Records from a point labeling set:

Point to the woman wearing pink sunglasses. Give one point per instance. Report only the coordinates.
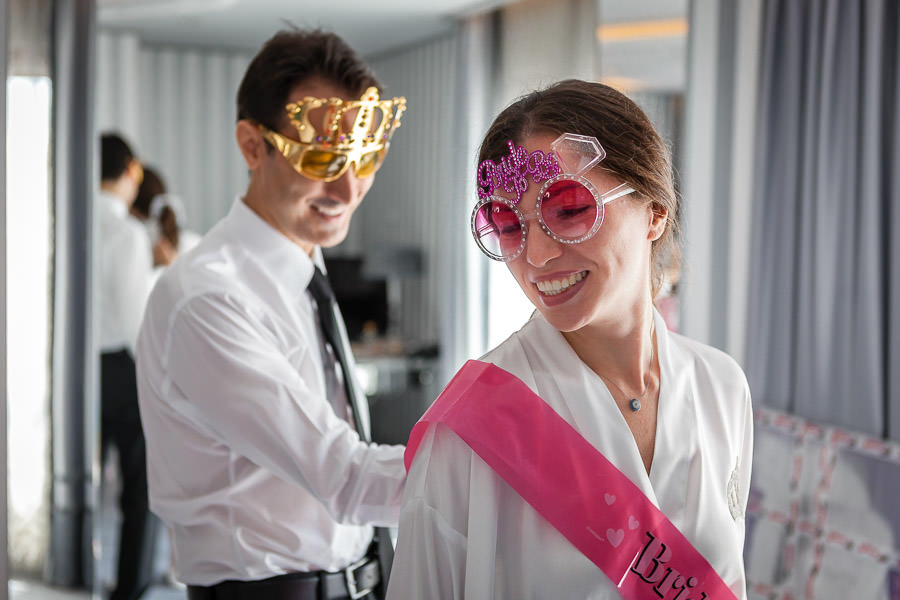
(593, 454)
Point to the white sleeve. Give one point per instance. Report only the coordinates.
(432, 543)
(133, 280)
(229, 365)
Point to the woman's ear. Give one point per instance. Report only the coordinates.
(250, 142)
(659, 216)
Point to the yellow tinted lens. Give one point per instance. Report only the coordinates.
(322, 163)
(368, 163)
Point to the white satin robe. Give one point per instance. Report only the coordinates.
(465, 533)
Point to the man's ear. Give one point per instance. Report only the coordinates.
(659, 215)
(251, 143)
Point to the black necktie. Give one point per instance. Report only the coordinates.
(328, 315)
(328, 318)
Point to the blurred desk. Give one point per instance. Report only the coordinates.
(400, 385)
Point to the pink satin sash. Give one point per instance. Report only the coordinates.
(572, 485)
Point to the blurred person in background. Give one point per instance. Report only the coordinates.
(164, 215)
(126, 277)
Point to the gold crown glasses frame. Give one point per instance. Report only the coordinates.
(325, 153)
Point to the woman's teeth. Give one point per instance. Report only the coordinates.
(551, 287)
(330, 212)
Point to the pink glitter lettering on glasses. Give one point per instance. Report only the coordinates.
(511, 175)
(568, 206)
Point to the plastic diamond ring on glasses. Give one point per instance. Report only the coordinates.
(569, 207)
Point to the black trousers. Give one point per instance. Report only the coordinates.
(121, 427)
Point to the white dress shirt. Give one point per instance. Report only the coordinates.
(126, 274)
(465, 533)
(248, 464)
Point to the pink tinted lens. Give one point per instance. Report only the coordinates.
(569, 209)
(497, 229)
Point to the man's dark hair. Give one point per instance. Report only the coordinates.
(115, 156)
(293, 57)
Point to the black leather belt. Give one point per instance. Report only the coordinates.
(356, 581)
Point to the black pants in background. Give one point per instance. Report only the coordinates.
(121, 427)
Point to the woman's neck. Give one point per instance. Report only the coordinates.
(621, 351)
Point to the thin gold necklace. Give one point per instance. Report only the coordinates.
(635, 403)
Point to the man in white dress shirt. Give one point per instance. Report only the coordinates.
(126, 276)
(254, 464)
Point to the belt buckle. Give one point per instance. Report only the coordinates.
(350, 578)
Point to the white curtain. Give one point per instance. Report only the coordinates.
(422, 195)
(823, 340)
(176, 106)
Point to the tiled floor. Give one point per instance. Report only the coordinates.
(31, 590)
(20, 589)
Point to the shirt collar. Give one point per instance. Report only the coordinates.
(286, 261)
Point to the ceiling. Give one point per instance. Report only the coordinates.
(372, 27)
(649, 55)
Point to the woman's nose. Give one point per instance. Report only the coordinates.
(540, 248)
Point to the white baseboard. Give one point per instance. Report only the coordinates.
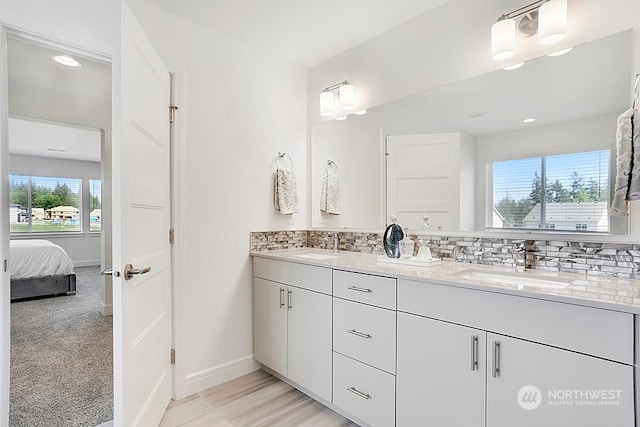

GOAL -> Copy exactly the lines from the one containing "Point to the black leather" through the last line of the records above, including both, and omit every picture.

RESULT FOR THIS EXERCISE ->
Point to the black leather belt. Give one point per instance. Report only the coordinates.
(356, 581)
Point to the black pants in background. Give one point per instance. Report only the coordinates.
(121, 427)
Point to the woman's neck. Give one point per instance. Report only the coordinates.
(621, 351)
Point to the thin gold necklace. Give one point per instance. Report only the coordinates.
(635, 403)
Point to the man in white dress shirt. Give one point per instance. Report only the coordinates.
(126, 276)
(254, 464)
Point to the belt buckle. Give one point per instance. Report only the coordinates.
(350, 578)
Point to the white curtain. Give one point per instance. Report only the coordinates.
(422, 195)
(823, 340)
(176, 106)
Point to the tiled floor. Give one point per instance. Report only the coordinates.
(31, 590)
(20, 589)
Point to the shirt collar. Give one point per instance. Report only the coordinates.
(286, 261)
Point to the ceiling. Give one point per instance. Report only the coordinates.
(372, 27)
(649, 55)
Point to the woman's nose. Give one point per instance. Report only the coordinates.
(540, 248)
Point to the white baseboard. Give one point per instance. Report only the coordinates.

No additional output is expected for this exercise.